* What you need to do
Gather every line of the items below that contains the word "tree", and copy each of those lines in full.

Items stored in the dataset:
*****

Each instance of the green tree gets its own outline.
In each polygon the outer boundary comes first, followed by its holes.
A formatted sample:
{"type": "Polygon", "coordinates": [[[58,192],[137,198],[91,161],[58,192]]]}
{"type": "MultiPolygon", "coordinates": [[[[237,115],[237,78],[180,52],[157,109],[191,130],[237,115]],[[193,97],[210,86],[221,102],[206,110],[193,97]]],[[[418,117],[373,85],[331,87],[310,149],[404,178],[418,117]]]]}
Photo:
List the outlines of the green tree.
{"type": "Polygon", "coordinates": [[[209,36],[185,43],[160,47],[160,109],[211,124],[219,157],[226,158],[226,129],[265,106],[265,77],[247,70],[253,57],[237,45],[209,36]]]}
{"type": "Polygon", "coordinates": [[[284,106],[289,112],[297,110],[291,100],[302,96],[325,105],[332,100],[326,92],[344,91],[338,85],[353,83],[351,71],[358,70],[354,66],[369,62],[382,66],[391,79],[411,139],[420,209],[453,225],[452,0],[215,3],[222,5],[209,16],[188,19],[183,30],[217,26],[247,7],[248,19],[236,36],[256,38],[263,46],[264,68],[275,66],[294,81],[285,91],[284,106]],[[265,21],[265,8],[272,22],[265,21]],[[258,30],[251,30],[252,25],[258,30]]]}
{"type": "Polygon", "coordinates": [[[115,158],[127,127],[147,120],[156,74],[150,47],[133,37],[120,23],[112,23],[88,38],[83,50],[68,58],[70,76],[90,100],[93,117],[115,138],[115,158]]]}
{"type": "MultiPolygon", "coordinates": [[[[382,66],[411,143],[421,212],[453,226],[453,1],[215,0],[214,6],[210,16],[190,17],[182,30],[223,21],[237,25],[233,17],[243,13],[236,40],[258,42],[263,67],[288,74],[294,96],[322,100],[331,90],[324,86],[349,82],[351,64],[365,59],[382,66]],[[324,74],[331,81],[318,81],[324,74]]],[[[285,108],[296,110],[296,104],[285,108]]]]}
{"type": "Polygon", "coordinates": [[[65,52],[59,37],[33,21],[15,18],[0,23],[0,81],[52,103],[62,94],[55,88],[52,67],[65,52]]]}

*****

* Full response
Each instance of the green tree gets its own outline.
List the outlines of the green tree.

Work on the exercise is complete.